▶ _Direction a_
Retype the passage on the regularization term word for word, starting at "For neural networks, it" and ending at "the derivative $J'$?".

The lecture notes say:

We could also regularize all of our theta parameters in a single summation:

$$min_\theta\ \dfrac{1}{2m}\ \left[ \sum_{i=1}^m (h_\theta(x^{(i)}) - y^{(i)})^2 + \lambda\ \sum_{j=1}^n \theta_j^2 \right] $$

$\frac 1 {2m}$ is later applied to the regularisation term of neural networks:

Recall that the cost function for regularized logistic regression was:

$$J(\theta) = - \frac{1}{m} \sum_{i=1}^m [ y^{(i)}\ \log (h_\theta (x^{(i)})) + (1 - y^{(i)})\ \log (1 - h_\theta(x^{(i)}))] + \frac{\lambda}{2m}\sum_{j=1}^n \theta_j^2$$

For neural networks, it is going to be slightly more complicated: $$\begin{gather*} J(\Theta) = - \frac{1}{m} \sum_{i=1}^m \sum_{k=1}^K \left[y^{(i)}_k \log ((h_\Theta (x^{(i)}))_k) + (1 - y^{(i)}_k)\log (1 - (h_\Theta(x^{(i)}))_k)\right] + \frac{\lambda}{2m}\sum_{l=1}^{L-1} \sum_{i=1}^{s_l} \sum_{j=1}^{s_{l+1}} ( \Theta_{j,i}^{(l)})^2\end{gather*} $$

  • Why is the constant one-half used here? So that it is cancelled in the derivative $J'$?

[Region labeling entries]
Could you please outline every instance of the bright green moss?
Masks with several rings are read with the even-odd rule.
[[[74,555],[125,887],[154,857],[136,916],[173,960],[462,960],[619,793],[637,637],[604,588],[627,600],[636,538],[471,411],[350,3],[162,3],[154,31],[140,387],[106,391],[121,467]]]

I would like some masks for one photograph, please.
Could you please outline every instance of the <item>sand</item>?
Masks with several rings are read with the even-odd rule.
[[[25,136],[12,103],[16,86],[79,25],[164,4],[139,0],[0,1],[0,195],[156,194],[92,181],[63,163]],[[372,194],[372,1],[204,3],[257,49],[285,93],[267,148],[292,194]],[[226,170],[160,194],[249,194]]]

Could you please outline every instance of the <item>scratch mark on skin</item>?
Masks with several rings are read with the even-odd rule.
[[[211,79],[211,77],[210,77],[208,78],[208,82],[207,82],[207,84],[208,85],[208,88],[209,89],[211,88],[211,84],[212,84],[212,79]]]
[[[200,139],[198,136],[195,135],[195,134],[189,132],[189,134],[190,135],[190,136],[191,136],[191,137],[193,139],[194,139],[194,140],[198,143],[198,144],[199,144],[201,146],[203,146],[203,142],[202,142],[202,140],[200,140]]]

▶ _Direction b_
Rewrite the region labeling entries with "outline" replaced by "trace", leaving everything else unchanged.

▶ _Result a_
For neural networks, it is going to be slightly more complicated: $$\begin{gather*} J(\Theta) = - \frac{1}{m} \sum_{i=1}^m \sum_{k=1}^K \left[y^{(i)}_k \log ((h_\Theta (x^{(i)}))_k) + (1 - y^{(i)}_k)\log (1 - (h_\Theta(x^{(i)}))_k)\right] + \frac{\lambda}{2m}\sum_{l=1}^{L-1} \sum_{i=1}^{s_l} \sum_{j=1}^{s_{l+1}} ( \Theta_{j,i}^{(l)})^2\end{gather*} $$

  • Why is the constant one-half used here? So that it is cancelled in the derivative $J'$?

▶ _Result b_
Could you please trace every instance of the bright green moss?
Masks with several rings are read with the even-odd rule.
[[[74,555],[125,887],[154,857],[136,916],[173,960],[462,960],[619,793],[637,637],[604,588],[627,600],[636,538],[471,411],[350,3],[162,3],[154,31],[140,387],[106,391],[121,467]]]

I would like some masks for one photograph, please.
Could you please trace every instance of the <item>sand</item>?
Masks with several rings are read with the even-odd rule.
[[[25,136],[12,103],[16,86],[79,25],[164,4],[139,0],[0,1],[0,195],[156,194],[92,181],[63,163]],[[372,194],[372,1],[204,3],[257,49],[285,93],[267,148],[292,194]],[[226,170],[160,194],[249,194]]]

Could you please trace every instance of the <item>scratch mark on skin</item>?
Masks with several rings are read with the even-odd rule.
[[[211,79],[211,77],[210,77],[208,78],[208,82],[207,82],[207,84],[208,85],[208,88],[209,89],[211,88],[211,84],[212,84],[212,79]]]
[[[200,139],[198,136],[195,135],[195,134],[189,132],[189,134],[190,135],[190,136],[191,136],[191,137],[193,139],[194,139],[194,140],[198,143],[198,144],[199,144],[201,146],[203,146],[203,142],[202,142],[202,140],[200,140]]]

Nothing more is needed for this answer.